### Work to be completed
Count the lines of the data below that contain the string "glove", treating uppercase and lowercase as different. Give only the number.

### Dataset

┌──

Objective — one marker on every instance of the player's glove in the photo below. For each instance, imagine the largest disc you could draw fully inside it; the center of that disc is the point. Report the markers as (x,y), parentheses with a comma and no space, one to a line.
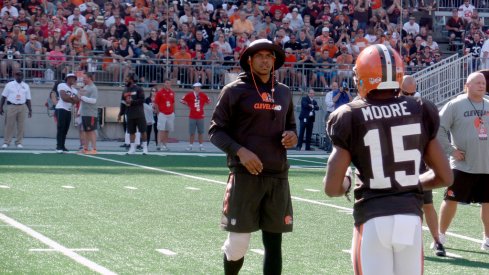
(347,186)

└──
┌──

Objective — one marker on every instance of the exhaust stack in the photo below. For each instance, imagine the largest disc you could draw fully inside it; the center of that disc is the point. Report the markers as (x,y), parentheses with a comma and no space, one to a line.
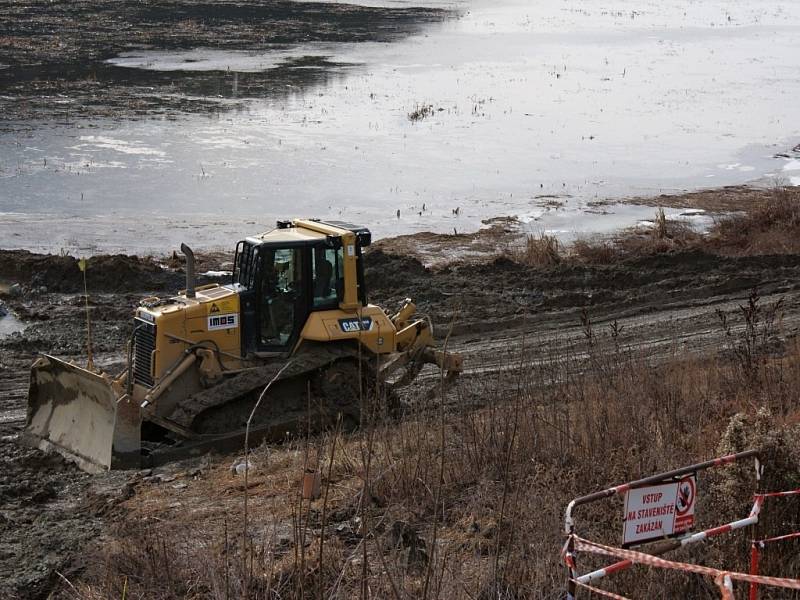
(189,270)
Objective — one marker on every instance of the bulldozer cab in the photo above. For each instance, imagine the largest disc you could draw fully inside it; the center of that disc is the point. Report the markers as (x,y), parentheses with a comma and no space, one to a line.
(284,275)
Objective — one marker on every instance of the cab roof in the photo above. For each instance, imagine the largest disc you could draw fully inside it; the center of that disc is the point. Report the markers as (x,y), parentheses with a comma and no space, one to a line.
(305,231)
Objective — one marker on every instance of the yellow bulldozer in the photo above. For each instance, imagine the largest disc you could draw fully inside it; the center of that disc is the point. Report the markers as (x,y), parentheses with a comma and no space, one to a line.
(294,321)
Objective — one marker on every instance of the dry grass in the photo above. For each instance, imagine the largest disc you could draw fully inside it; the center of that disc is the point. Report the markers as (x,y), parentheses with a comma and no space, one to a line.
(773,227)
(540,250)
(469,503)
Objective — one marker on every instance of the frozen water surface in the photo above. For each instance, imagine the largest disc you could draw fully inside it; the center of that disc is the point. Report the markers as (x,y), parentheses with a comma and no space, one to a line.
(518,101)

└──

### The output
1